**Task statement:**
Give the count of lines in the records below that contain "house", with no other words.
==== Given data
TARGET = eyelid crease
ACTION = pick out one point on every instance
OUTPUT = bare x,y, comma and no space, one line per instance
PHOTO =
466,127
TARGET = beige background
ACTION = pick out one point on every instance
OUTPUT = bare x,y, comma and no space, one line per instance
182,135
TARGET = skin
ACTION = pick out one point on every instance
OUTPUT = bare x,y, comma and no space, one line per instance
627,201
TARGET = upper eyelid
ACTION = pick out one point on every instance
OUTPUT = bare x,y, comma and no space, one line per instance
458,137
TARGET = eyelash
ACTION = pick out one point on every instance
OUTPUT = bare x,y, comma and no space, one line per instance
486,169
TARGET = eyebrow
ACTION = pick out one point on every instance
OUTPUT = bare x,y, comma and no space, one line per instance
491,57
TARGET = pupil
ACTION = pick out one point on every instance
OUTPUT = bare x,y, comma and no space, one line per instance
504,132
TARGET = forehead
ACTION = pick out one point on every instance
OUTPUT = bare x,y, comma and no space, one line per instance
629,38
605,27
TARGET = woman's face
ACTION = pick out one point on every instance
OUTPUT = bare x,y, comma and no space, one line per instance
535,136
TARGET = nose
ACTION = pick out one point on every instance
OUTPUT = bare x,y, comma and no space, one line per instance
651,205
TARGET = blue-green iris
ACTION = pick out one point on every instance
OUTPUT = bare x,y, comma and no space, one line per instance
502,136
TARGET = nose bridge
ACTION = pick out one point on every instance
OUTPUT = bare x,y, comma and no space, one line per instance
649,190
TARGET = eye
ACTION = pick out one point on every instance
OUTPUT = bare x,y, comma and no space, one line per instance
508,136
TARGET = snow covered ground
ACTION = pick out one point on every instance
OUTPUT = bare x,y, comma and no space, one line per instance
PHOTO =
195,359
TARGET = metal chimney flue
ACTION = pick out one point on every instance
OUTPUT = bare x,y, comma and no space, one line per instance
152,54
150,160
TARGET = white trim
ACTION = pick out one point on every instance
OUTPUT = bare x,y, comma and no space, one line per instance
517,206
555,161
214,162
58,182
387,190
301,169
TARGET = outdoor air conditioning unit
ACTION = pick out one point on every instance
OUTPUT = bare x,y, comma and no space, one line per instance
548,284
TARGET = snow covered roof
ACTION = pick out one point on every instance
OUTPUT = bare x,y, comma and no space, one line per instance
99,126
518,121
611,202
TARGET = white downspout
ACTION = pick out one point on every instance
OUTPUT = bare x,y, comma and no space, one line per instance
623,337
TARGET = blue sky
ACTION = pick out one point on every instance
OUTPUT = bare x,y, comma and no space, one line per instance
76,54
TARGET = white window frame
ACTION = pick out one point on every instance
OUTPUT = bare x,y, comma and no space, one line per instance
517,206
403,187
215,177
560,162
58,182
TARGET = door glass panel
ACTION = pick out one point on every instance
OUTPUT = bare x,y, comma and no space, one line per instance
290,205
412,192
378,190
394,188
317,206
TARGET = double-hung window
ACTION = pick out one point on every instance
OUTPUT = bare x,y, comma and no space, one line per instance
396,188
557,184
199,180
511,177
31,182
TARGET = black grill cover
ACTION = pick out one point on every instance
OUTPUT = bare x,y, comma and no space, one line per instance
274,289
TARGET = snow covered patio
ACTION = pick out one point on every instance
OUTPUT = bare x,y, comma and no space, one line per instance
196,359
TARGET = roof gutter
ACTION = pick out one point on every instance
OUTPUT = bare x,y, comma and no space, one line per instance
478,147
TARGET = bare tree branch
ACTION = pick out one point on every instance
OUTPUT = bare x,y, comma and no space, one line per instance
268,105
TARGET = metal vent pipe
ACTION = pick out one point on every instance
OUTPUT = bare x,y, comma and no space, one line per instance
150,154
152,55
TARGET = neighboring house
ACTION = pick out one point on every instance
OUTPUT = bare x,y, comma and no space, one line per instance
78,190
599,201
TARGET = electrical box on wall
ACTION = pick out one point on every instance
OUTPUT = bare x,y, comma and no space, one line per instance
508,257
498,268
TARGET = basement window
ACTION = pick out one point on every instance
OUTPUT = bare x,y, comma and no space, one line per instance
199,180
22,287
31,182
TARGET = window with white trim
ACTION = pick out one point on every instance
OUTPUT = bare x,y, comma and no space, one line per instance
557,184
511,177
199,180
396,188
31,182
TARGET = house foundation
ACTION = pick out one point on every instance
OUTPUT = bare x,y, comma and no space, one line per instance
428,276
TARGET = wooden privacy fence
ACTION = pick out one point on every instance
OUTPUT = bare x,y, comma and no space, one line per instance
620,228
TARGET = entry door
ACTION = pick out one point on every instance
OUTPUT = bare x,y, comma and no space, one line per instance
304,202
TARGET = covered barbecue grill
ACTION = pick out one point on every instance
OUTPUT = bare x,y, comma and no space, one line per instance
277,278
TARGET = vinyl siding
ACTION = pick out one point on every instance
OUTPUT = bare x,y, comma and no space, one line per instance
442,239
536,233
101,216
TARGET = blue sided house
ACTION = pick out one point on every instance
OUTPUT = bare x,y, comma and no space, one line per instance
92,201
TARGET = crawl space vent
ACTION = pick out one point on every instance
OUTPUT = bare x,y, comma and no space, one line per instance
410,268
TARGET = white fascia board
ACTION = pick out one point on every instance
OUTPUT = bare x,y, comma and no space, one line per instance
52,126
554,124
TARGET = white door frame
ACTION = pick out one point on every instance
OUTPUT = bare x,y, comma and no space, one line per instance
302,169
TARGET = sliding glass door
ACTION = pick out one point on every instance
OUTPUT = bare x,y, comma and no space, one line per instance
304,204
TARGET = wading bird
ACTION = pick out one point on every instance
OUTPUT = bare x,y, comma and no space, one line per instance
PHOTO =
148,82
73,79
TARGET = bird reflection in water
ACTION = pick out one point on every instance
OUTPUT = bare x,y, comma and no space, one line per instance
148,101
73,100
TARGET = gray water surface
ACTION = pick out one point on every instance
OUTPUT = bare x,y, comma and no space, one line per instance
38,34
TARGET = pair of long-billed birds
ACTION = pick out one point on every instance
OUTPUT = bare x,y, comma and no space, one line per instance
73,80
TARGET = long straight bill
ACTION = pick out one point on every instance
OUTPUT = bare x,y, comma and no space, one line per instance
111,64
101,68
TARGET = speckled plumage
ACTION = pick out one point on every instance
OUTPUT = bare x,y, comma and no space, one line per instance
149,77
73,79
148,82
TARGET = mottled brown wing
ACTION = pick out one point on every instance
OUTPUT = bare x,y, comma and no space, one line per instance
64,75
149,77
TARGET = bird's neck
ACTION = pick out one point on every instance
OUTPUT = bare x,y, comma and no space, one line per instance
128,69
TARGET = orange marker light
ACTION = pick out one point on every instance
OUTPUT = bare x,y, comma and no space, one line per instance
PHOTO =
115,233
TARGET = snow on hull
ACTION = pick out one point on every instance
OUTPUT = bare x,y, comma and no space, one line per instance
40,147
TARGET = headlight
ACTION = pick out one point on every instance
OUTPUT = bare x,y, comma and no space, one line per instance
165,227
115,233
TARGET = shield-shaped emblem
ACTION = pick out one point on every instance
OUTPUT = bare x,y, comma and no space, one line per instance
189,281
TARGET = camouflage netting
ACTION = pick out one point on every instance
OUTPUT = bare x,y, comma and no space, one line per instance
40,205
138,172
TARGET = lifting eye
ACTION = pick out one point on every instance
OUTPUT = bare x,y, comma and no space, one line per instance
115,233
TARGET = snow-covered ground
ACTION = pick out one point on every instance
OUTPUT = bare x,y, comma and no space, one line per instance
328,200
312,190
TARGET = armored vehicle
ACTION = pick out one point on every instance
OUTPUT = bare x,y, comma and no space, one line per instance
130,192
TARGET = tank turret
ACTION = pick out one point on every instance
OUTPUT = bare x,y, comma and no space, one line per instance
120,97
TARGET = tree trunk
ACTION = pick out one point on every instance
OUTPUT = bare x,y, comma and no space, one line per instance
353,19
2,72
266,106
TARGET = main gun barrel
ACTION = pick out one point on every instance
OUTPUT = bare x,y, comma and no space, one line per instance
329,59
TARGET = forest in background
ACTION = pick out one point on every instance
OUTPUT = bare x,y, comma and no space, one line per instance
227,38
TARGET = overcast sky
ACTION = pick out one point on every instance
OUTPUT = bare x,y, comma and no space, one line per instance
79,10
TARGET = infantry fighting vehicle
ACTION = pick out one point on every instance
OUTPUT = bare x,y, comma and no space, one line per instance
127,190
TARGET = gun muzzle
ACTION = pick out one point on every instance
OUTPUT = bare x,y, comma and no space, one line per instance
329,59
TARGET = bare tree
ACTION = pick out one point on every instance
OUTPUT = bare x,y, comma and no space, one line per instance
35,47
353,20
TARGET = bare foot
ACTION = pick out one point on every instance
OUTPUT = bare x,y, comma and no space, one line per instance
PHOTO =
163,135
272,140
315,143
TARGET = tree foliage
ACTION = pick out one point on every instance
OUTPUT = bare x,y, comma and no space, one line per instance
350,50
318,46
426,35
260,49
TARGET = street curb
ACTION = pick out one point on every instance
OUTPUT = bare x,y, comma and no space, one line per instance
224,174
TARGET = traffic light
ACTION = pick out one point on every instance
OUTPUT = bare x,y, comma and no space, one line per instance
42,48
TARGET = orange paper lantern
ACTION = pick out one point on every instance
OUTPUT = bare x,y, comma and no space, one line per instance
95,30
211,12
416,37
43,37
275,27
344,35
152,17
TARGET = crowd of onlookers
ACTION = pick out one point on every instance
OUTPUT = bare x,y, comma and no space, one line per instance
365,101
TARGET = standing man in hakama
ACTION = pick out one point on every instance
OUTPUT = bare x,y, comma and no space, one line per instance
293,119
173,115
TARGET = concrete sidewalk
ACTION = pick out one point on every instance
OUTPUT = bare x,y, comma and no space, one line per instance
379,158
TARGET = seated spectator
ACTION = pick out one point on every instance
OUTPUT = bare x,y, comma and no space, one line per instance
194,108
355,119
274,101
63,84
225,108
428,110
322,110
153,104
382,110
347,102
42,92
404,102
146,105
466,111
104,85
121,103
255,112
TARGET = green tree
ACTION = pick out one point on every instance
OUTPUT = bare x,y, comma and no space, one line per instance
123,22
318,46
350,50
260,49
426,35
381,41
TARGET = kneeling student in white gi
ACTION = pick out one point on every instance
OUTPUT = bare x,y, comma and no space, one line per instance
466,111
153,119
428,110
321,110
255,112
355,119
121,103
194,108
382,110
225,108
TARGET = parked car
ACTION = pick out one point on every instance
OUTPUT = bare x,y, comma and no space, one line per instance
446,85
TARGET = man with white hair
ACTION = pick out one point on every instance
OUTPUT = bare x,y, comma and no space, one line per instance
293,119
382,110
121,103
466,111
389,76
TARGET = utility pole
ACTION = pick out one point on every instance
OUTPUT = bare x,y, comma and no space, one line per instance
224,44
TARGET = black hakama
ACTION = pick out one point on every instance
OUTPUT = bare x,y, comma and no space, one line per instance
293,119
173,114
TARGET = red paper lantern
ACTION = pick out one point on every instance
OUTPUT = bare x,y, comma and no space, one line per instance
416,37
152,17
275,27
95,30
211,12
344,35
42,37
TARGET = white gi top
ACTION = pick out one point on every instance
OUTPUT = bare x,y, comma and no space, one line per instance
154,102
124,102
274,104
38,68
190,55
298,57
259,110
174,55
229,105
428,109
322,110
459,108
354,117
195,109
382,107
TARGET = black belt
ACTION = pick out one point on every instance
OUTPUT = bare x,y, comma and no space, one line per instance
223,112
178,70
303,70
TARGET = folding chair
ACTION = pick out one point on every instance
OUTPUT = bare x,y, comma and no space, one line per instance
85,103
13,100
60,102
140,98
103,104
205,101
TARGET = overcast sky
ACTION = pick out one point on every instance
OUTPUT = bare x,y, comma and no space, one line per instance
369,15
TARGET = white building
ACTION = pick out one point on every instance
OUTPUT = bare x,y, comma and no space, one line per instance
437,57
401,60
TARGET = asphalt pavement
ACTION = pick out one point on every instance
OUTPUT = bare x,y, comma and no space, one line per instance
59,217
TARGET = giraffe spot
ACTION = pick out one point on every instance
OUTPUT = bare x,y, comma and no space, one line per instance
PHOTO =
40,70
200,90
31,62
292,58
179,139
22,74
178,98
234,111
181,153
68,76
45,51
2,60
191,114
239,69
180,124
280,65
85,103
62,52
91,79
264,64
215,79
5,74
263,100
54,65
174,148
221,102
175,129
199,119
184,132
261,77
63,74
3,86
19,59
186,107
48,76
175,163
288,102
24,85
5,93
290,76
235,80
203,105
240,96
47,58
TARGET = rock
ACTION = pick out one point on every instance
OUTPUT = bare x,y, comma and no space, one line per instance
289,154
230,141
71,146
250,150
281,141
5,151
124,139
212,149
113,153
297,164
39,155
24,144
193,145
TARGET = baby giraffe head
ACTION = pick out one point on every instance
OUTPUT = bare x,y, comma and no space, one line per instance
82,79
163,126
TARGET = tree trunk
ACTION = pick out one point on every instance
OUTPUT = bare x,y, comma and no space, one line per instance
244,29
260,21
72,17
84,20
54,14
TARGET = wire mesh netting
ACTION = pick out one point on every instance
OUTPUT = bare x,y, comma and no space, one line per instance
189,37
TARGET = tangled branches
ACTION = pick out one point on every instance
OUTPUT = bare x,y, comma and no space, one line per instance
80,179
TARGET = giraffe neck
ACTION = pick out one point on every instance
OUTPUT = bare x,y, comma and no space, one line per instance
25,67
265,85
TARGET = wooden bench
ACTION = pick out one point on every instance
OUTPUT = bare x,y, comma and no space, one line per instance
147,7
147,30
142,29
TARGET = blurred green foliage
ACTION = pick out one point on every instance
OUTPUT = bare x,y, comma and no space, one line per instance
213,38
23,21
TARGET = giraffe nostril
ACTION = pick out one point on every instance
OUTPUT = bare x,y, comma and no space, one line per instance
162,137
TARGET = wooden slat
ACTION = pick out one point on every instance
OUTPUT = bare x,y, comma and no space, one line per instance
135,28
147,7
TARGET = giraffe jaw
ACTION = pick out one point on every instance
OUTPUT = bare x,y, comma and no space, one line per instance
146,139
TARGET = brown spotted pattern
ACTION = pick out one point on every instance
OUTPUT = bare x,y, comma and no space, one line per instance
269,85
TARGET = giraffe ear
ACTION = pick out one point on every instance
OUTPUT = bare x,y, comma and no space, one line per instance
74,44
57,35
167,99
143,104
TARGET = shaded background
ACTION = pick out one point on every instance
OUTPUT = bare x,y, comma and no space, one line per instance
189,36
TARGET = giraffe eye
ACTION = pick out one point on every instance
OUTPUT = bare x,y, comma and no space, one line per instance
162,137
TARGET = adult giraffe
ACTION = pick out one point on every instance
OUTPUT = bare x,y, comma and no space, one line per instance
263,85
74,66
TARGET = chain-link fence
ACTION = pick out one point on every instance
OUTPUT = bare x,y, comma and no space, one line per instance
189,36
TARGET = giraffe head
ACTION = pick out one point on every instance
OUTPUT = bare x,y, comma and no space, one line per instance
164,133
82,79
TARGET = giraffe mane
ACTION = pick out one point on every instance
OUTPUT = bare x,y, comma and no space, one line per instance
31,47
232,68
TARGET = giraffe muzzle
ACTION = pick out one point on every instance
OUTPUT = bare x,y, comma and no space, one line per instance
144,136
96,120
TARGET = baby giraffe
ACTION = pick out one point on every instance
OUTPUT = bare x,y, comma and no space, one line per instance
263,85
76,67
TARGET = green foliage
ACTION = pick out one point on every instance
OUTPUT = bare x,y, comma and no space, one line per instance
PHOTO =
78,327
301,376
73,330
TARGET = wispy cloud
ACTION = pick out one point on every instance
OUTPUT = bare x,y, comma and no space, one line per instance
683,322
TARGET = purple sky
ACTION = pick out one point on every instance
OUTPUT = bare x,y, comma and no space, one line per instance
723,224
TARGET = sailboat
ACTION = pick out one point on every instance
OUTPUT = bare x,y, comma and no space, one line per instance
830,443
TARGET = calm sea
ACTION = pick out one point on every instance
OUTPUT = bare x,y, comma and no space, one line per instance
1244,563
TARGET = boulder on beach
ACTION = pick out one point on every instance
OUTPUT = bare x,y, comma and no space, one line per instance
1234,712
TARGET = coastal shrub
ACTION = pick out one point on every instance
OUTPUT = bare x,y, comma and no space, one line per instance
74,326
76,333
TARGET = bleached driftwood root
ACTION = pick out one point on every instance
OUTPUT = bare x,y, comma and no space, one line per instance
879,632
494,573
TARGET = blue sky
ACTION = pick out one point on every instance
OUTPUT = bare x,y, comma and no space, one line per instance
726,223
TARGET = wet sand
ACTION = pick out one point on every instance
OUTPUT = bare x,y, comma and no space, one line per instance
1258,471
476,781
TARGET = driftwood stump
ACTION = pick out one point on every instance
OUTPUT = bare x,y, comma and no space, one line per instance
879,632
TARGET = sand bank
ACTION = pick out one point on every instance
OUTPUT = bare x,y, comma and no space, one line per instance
========
**Output below:**
3